[Material for this exercise]:
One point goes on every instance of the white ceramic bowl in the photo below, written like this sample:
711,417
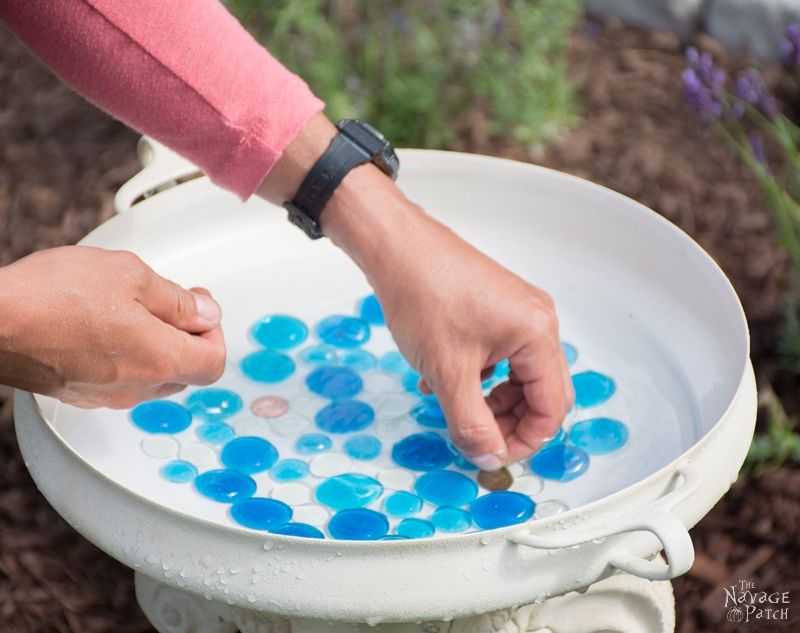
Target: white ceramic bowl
641,294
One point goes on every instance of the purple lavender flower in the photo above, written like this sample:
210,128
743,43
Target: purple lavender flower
791,45
704,85
750,89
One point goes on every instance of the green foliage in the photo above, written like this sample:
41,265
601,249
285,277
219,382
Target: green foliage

[Exercise goal]:
Reprint every one of the rows above word for word, but leave out the pictures.

[Complete response]:
One point goes on every instance of the white ceramic bowl in the photo below, written like this sample:
711,417
Target: white ceramic bowl
641,294
One point goes on every instance of the purple lavender flower in the photo above, written like this sample:
210,128
743,43
Target: purple lavender flower
791,45
704,85
750,89
One point goes on every instance of the green foliage in the photo above, written like this sample:
41,265
601,249
285,277
219,382
Target: green foliage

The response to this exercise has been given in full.